What is needed: Give the lines again exactly, from the one holding "of the side" to the last line of the listing below, both ends included and nothing added.

Provided data:
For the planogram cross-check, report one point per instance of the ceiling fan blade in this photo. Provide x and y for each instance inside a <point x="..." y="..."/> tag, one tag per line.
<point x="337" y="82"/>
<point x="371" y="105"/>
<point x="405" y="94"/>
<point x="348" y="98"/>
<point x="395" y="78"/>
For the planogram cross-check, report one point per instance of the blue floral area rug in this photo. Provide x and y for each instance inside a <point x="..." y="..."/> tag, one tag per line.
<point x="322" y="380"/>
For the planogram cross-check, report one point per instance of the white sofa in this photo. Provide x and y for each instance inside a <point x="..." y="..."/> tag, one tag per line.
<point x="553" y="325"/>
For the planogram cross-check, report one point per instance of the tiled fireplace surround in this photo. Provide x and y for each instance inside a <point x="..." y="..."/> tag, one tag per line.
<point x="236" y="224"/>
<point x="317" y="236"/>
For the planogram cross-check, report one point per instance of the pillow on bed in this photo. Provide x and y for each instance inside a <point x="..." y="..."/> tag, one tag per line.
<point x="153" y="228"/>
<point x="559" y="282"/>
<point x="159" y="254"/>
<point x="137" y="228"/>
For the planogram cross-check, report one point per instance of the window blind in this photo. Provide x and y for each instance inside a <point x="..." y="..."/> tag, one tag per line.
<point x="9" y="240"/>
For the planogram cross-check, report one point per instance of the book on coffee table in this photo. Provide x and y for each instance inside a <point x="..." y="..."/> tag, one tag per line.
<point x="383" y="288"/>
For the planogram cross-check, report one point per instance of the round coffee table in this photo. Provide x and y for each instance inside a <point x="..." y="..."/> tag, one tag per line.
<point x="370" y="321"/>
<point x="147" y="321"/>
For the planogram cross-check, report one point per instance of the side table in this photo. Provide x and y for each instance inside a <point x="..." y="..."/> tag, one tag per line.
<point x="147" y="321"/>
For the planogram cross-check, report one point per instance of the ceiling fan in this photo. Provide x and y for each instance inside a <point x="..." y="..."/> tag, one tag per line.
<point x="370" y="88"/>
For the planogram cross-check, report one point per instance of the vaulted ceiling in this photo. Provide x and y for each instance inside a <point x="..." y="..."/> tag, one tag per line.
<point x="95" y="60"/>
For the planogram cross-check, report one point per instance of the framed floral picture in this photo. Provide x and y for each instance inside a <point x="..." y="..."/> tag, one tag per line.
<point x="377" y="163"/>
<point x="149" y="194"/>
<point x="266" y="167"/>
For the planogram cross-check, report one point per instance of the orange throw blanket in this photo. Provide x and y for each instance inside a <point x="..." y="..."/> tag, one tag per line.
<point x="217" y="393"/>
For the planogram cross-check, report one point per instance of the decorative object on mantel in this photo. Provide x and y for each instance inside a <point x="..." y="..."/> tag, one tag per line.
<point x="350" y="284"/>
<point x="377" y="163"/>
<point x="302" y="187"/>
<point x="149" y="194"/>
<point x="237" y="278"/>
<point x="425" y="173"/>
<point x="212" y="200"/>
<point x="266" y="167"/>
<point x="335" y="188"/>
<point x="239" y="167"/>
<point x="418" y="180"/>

Reply:
For the planogram cross-check, report one point per instance of the side table in this photo. Provide x and y for each instance inside a <point x="..." y="..."/> tag, one tag per line.
<point x="147" y="321"/>
For the planogram cross-check, report one point per instance of the ceiling fan in this photo. Provide x and y for each instance inside a <point x="..." y="..."/> tag, one tag per line.
<point x="370" y="88"/>
For the planogram cross-check, report one point per instance of the vaulted ceiling in this photo. Provide x and y for each instance inside a <point x="..." y="..."/> tag, one tag per line.
<point x="95" y="60"/>
For the planogram cross-check, report one point per instance of the framed floral picture in this photo. Provide x and y for each instance inside a <point x="..." y="..."/> tag, one tag per line.
<point x="377" y="163"/>
<point x="149" y="194"/>
<point x="266" y="167"/>
For the planogram cross-check, report one point per instance of the orange throw blanket in this photo. Provide x and y for each instance inside a <point x="..." y="..."/> tag, one tag per line.
<point x="217" y="393"/>
For the planogram cross-check, report one point per instance of the decorative object on mantel in this photo. Provide x and y for each instance inside a <point x="..." y="..."/> tag, one tag per line.
<point x="350" y="284"/>
<point x="377" y="163"/>
<point x="302" y="187"/>
<point x="149" y="194"/>
<point x="237" y="278"/>
<point x="425" y="173"/>
<point x="212" y="200"/>
<point x="266" y="167"/>
<point x="335" y="188"/>
<point x="239" y="167"/>
<point x="418" y="180"/>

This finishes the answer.